■ **EXERCISE DESCRIPTION**: Rewrite the records below, renaming "sample output" to "example output" wherever it appears and changing nothing else.

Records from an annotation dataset
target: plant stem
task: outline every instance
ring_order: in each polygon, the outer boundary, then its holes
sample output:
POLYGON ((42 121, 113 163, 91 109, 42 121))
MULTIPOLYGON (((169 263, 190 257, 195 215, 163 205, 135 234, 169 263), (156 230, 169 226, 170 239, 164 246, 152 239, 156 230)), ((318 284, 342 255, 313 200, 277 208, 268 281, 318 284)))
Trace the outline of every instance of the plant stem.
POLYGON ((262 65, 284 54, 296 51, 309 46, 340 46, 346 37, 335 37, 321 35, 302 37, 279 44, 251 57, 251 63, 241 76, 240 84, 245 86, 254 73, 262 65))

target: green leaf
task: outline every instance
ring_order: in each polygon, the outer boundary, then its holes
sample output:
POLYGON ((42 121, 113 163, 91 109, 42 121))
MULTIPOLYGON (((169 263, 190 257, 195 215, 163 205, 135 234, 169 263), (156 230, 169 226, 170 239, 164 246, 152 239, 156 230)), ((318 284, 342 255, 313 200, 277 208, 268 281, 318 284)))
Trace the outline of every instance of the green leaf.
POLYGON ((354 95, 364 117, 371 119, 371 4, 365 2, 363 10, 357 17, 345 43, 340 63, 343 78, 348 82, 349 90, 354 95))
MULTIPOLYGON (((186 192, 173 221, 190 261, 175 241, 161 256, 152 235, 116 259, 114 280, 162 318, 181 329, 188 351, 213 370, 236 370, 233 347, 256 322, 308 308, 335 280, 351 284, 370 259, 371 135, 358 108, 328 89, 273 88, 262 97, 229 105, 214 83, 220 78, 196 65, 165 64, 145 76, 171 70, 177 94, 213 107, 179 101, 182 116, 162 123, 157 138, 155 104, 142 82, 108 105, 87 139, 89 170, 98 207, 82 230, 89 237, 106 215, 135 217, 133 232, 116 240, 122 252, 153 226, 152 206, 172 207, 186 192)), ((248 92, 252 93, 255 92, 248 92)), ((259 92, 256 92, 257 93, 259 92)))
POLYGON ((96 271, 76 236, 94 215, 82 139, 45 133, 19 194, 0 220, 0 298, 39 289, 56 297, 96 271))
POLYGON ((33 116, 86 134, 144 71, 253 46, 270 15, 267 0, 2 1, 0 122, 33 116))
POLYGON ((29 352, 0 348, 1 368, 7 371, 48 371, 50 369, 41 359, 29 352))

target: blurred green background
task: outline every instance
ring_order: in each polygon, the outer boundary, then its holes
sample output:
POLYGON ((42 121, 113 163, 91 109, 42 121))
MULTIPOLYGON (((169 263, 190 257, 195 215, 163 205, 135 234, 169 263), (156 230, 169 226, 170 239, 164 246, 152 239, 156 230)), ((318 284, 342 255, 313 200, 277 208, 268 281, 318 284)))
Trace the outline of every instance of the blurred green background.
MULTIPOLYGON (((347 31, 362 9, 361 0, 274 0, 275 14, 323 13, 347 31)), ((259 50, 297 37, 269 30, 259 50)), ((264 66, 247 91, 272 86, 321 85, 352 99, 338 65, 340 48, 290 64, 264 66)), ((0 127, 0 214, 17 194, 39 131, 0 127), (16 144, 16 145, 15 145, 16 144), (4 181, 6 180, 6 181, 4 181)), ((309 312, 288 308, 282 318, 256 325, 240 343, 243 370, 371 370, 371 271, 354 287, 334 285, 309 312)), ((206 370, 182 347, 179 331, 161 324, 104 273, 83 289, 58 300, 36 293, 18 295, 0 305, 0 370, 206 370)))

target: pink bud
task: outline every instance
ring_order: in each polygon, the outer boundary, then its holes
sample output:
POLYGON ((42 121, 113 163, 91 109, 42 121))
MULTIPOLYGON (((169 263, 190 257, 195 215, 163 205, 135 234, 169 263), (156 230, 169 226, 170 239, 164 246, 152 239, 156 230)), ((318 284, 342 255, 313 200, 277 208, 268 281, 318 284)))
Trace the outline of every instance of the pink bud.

■ **FULL RESPONSE**:
target: plant stem
task: outline every instance
ring_order: in each polygon, the outer boundary, then its holes
example output:
POLYGON ((42 121, 113 163, 91 109, 42 121))
MULTIPOLYGON (((169 263, 190 257, 195 215, 163 205, 135 234, 169 263), (156 230, 169 226, 170 239, 164 246, 152 239, 156 230)), ((318 284, 342 255, 313 200, 277 208, 268 281, 318 284)))
Trace the outline of every instance of the plant stem.
POLYGON ((262 65, 284 54, 296 51, 309 46, 340 46, 346 37, 335 37, 321 35, 302 37, 279 44, 251 57, 251 63, 241 76, 240 84, 245 86, 254 73, 262 65))

target: green leaf
task: outline every instance
ring_order: in each polygon, the outer boundary, then its holes
example output:
POLYGON ((42 121, 113 163, 91 109, 42 121))
MULTIPOLYGON (((169 263, 190 257, 195 215, 163 205, 135 234, 169 263), (156 230, 169 226, 170 239, 164 246, 152 239, 156 230)), ((318 284, 342 255, 313 200, 277 208, 268 281, 318 284)))
Trace the outline of every instance of the green leaf.
POLYGON ((354 95, 364 117, 371 119, 371 4, 365 2, 363 10, 357 17, 345 43, 340 63, 343 78, 348 82, 349 90, 354 95))
MULTIPOLYGON (((186 192, 173 221, 190 261, 175 241, 161 256, 152 235, 116 259, 114 280, 162 318, 181 329, 188 351, 213 370, 236 370, 233 347, 256 322, 308 308, 335 280, 351 284, 370 259, 371 135, 358 108, 328 89, 273 88, 262 97, 229 105, 214 83, 220 78, 196 65, 165 64, 145 76, 171 70, 177 94, 213 107, 179 101, 182 116, 162 123, 157 138, 155 104, 142 82, 108 105, 87 139, 89 170, 98 207, 82 230, 89 237, 106 215, 135 217, 133 232, 116 240, 122 252, 153 226, 152 206, 172 207, 186 192)), ((248 92, 252 93, 255 92, 248 92)), ((259 92, 256 92, 257 93, 259 92)))
POLYGON ((96 271, 76 236, 94 215, 82 139, 45 133, 19 194, 0 220, 0 298, 39 289, 56 297, 96 271))
POLYGON ((33 116, 86 134, 144 71, 253 46, 270 15, 267 0, 2 1, 0 122, 33 116))
POLYGON ((29 352, 0 348, 1 368, 7 371, 48 371, 50 369, 41 359, 29 352))

target: blurred green background
task: outline every instance
ring_order: in each polygon, the outer boundary, then its holes
example output:
POLYGON ((42 121, 113 163, 91 109, 42 121))
MULTIPOLYGON (((169 263, 190 257, 195 215, 163 205, 135 234, 169 263), (156 230, 169 226, 170 239, 164 246, 152 239, 156 230)), ((318 284, 342 255, 313 200, 277 208, 268 281, 318 284)))
Trace the outline of every instance of the blurred green background.
MULTIPOLYGON (((347 31, 362 9, 361 0, 274 0, 275 14, 323 13, 347 31)), ((259 50, 297 37, 269 30, 259 50)), ((264 66, 247 91, 272 86, 321 85, 352 99, 338 65, 340 48, 290 64, 264 66)), ((0 127, 0 214, 17 194, 39 131, 0 127), (16 144, 16 145, 15 145, 16 144), (4 181, 6 180, 6 181, 4 181)), ((309 312, 288 308, 282 318, 256 325, 240 343, 243 370, 371 370, 371 271, 354 287, 334 285, 309 312)), ((206 370, 182 347, 179 331, 161 324, 104 273, 83 289, 58 300, 36 293, 18 295, 0 305, 0 370, 206 370)))

target: pink bud
task: outline every instance
ring_order: in each polygon, the outer boundary, then its holes
example output:
POLYGON ((42 121, 113 163, 91 109, 42 121))
MULTIPOLYGON (((169 263, 190 257, 195 215, 163 205, 135 234, 169 263), (156 230, 169 226, 170 239, 164 246, 152 239, 156 230)), ((318 284, 342 255, 313 200, 277 208, 268 281, 318 284)))
Trace the outline of every instance of the pink bud.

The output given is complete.